───── Dataset entries ─────
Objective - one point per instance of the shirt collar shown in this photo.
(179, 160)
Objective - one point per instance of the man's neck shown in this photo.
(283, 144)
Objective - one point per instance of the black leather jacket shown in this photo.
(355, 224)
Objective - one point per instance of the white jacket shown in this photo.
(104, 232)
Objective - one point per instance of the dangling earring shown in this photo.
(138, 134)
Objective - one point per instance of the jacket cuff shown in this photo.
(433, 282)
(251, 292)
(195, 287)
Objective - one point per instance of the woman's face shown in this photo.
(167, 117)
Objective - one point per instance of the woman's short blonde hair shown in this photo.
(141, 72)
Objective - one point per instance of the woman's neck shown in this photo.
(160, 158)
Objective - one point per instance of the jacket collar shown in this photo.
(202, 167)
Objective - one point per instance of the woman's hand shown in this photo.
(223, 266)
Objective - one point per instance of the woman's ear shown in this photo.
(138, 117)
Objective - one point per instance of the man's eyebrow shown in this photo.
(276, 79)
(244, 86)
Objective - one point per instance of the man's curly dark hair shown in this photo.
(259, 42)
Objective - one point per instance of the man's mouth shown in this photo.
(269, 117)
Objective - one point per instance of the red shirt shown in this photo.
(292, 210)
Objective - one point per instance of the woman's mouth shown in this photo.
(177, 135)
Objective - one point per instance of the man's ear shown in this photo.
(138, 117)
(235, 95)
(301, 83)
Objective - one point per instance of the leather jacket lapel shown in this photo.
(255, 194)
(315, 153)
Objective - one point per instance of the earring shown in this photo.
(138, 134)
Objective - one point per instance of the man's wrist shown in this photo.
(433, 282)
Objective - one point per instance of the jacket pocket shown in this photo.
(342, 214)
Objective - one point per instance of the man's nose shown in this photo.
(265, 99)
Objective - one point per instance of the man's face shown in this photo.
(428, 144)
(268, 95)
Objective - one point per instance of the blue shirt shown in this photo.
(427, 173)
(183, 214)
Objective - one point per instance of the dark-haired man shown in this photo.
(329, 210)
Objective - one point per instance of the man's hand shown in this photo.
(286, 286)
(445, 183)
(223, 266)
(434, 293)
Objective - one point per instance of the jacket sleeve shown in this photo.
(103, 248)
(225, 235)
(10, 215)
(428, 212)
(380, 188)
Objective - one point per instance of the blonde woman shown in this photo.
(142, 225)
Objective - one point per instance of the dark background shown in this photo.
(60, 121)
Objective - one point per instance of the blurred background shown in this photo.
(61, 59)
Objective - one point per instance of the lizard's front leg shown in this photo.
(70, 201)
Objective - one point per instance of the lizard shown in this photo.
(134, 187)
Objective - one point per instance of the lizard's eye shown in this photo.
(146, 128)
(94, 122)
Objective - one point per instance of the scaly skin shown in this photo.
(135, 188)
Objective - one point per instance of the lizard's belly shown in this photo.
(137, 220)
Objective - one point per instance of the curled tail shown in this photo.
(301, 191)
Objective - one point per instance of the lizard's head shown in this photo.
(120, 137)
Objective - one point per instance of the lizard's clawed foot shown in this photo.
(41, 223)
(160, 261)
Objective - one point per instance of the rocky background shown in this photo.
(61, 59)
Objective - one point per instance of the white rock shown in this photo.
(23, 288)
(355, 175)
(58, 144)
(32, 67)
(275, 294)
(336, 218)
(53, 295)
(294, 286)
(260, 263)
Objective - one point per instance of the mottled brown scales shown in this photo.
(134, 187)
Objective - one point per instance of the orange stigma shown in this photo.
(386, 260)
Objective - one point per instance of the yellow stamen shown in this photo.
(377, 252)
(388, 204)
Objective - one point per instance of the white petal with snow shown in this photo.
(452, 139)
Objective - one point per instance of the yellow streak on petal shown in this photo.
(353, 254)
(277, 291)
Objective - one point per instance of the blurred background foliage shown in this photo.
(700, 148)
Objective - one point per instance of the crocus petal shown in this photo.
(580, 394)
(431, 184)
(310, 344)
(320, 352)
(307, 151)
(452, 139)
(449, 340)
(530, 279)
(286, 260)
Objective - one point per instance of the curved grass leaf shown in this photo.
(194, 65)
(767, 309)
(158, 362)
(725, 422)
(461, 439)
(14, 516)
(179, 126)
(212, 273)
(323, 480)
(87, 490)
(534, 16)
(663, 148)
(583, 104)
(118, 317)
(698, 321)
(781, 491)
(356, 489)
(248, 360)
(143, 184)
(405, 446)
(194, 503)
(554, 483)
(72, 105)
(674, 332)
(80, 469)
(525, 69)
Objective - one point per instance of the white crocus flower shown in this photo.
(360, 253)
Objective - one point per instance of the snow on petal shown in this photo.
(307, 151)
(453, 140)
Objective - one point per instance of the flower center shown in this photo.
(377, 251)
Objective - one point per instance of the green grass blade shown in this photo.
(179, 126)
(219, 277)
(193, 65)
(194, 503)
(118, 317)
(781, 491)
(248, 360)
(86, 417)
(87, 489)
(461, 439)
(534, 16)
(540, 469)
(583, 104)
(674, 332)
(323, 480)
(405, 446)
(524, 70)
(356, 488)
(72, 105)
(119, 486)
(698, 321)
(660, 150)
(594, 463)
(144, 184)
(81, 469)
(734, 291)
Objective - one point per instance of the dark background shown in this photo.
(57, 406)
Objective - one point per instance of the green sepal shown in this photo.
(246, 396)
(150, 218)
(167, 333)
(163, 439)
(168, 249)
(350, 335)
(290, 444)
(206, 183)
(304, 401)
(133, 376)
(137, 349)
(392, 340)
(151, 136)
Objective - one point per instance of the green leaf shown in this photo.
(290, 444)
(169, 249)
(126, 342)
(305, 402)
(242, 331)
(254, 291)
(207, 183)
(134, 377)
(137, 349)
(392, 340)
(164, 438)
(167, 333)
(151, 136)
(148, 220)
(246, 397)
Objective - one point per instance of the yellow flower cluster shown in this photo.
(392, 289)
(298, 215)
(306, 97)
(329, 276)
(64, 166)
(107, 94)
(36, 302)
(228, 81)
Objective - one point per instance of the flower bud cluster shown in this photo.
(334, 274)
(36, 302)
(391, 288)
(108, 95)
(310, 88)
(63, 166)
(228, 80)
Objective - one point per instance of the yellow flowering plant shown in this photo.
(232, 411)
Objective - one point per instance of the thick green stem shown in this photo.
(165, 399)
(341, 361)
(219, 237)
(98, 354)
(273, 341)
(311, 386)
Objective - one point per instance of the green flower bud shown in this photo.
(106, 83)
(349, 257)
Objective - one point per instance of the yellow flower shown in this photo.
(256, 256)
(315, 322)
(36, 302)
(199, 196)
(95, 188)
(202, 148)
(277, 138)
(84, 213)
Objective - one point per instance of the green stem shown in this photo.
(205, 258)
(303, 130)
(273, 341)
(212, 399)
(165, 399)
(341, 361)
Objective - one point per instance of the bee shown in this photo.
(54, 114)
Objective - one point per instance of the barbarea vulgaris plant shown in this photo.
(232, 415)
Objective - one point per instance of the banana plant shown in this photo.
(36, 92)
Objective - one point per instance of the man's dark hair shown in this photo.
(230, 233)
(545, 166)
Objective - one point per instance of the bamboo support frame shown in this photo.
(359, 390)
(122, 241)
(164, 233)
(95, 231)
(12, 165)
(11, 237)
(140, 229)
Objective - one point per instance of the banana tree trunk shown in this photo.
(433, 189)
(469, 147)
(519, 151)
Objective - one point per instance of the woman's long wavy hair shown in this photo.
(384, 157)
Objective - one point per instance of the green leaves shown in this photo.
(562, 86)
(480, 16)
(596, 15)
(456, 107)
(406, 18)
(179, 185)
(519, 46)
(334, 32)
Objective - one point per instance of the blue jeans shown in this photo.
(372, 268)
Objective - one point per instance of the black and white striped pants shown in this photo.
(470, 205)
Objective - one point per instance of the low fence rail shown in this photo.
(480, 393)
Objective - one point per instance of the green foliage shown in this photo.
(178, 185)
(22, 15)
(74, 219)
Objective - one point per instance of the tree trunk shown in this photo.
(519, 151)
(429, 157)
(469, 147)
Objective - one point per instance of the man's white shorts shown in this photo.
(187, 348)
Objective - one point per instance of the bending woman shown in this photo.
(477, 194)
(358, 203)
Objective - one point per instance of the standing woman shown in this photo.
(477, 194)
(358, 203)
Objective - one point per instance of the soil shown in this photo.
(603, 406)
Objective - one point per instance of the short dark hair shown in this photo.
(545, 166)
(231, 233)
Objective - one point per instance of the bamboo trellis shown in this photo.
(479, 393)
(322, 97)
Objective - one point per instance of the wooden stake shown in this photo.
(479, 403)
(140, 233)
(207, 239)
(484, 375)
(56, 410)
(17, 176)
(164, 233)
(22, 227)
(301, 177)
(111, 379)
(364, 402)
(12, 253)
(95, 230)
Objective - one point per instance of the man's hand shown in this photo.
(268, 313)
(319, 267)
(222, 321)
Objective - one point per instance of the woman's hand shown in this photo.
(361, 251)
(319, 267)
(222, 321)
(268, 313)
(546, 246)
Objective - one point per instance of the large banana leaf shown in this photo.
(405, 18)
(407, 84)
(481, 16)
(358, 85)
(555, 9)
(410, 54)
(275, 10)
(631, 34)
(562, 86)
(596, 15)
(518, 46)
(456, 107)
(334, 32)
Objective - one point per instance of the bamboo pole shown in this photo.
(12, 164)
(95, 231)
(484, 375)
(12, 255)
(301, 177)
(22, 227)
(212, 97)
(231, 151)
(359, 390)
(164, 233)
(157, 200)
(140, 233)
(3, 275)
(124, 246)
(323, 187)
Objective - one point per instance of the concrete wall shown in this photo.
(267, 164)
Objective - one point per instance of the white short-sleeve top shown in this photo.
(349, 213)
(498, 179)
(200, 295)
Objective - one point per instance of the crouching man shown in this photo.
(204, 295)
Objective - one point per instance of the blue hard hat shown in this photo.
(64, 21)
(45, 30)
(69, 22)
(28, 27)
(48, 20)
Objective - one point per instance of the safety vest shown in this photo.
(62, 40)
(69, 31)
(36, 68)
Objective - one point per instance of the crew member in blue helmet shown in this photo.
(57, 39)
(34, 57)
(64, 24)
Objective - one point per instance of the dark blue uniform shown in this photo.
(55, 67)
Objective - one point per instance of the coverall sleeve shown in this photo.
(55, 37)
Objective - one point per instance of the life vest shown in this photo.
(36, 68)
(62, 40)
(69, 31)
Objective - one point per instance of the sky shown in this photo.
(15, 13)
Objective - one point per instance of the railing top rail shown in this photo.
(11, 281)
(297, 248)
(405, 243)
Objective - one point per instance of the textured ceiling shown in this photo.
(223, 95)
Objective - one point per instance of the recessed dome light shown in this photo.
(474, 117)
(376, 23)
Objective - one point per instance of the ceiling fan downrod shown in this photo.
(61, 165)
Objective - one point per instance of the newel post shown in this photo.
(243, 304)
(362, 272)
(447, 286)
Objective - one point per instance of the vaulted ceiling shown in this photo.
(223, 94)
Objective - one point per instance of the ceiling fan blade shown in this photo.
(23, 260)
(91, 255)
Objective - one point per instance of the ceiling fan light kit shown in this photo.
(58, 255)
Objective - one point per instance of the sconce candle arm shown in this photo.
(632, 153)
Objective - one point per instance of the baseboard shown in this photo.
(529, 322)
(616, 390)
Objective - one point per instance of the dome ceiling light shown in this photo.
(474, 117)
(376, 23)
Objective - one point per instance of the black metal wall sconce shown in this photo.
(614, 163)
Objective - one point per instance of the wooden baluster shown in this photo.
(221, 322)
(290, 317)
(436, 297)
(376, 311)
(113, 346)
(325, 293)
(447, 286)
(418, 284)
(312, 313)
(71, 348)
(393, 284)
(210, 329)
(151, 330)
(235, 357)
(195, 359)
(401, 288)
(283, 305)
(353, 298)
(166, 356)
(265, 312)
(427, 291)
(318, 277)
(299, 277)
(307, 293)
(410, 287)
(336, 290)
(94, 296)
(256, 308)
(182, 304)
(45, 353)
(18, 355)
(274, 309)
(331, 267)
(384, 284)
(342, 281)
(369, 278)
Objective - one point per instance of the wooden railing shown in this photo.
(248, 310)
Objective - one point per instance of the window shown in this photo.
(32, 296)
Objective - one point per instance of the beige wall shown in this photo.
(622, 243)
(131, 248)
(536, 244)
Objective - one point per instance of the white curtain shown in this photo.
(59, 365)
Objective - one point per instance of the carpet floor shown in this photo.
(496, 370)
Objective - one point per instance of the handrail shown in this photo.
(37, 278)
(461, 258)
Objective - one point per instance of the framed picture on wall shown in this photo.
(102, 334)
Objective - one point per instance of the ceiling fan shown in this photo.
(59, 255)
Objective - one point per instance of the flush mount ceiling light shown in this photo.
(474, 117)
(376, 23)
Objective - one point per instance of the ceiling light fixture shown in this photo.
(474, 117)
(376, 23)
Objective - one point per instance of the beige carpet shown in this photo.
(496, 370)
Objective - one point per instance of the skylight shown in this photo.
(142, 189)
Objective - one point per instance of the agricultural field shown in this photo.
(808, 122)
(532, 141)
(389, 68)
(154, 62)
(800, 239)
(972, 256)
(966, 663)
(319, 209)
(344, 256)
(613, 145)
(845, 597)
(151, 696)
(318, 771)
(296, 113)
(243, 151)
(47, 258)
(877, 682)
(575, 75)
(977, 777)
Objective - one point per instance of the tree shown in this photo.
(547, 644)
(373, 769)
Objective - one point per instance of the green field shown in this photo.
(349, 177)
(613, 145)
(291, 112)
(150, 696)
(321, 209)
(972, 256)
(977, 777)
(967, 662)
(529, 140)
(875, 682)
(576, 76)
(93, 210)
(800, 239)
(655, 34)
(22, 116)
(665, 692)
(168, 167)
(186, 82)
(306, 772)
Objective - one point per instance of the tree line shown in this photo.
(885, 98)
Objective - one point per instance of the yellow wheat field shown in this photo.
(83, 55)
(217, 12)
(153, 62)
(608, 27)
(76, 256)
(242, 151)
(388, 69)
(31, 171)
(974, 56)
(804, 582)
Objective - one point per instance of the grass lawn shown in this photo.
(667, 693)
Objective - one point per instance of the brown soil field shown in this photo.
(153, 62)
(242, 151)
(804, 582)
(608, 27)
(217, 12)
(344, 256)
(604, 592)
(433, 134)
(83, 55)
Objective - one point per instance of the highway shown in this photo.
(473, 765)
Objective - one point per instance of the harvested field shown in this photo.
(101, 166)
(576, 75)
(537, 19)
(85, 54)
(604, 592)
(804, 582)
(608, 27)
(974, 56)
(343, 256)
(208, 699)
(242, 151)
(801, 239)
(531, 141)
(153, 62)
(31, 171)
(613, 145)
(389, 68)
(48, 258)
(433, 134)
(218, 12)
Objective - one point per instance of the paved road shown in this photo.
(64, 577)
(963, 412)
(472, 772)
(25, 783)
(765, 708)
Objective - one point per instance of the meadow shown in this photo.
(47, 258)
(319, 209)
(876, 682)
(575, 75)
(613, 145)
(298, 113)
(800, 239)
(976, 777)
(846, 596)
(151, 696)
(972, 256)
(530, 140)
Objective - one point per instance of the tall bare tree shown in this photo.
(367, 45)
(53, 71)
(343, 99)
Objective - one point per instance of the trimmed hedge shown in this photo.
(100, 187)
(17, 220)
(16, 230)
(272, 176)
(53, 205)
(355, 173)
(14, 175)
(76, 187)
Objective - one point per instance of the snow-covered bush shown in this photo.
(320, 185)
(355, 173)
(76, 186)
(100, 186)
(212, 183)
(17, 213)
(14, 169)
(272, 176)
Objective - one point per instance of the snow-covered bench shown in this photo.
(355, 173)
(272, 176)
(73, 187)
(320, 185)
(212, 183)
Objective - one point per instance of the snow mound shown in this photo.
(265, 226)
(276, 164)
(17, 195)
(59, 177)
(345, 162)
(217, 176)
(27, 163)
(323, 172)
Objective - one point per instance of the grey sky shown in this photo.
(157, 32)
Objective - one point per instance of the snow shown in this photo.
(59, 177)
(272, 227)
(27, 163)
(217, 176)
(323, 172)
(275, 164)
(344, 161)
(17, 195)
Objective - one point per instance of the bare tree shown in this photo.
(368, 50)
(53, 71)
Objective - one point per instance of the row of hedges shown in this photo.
─────
Take the line with "Objective - one point per instance of the tree line" and all lines after it through the end of the records, and write them out exactly; include nothing else.

The result
Objective - one point per instance of the tree line shown in this photo.
(885, 98)
Objective - one point per instance of the yellow wheat field shown in this photo.
(83, 55)
(217, 12)
(153, 62)
(608, 27)
(76, 256)
(242, 151)
(388, 69)
(31, 171)
(974, 56)
(804, 582)
Objective - one point per instance of the grass lawn shown in this photo.
(667, 693)
Objective - one point per instance of the brown soil field shown in this photo.
(153, 62)
(242, 151)
(804, 582)
(608, 27)
(217, 12)
(344, 256)
(604, 592)
(433, 134)
(83, 55)
Objective - one point per instance of the highway shown in this photo.
(473, 765)
Objective - one point per instance of the harvested field shown in this photo.
(101, 166)
(576, 75)
(537, 19)
(85, 54)
(604, 592)
(804, 582)
(608, 27)
(974, 56)
(343, 256)
(208, 699)
(242, 151)
(801, 239)
(531, 141)
(153, 62)
(31, 171)
(613, 145)
(389, 68)
(48, 258)
(433, 134)
(218, 12)
Objective - one point per instance of the paved road shown in this photo.
(64, 577)
(963, 412)
(472, 772)
(25, 783)
(765, 708)
Objective - one point per instance of the meadow shown in this photo.
(47, 258)
(319, 209)
(876, 682)
(575, 75)
(613, 145)
(298, 113)
(800, 239)
(976, 777)
(846, 596)
(151, 696)
(972, 256)
(530, 140)
Objective - one point per instance of the tall bare tree shown in this photo.
(367, 45)
(53, 71)
(343, 99)
Objective - one point per instance of the trimmed hedge shown in this photo.
(100, 187)
(17, 220)
(16, 230)
(272, 176)
(53, 205)
(355, 173)
(14, 175)
(76, 187)
Objective - one point per instance of the snow-covered bush shown in this photo.
(320, 185)
(355, 173)
(76, 186)
(100, 186)
(212, 183)
(17, 213)
(14, 169)
(272, 176)
Objective - one point per instance of the snow-covered bench shown in this photo.
(355, 173)
(272, 176)
(73, 187)
(320, 185)
(212, 183)
Objective - one point per instance of the snow mound shown in this photo.
(265, 226)
(276, 164)
(17, 195)
(59, 177)
(345, 162)
(217, 176)
(27, 163)
(323, 172)
Objective - one point per instance of the grey sky shown in this photo.
(157, 32)
Objective - one point per instance of the snow shown in this photo.
(59, 177)
(272, 227)
(27, 163)
(217, 176)
(323, 172)
(275, 164)
(344, 161)
(17, 195)
Objective - one point per instance of the bare tree shown in this photo.
(368, 50)
(53, 71)
Objective - one point per instance of the row of hedges shown in this photo.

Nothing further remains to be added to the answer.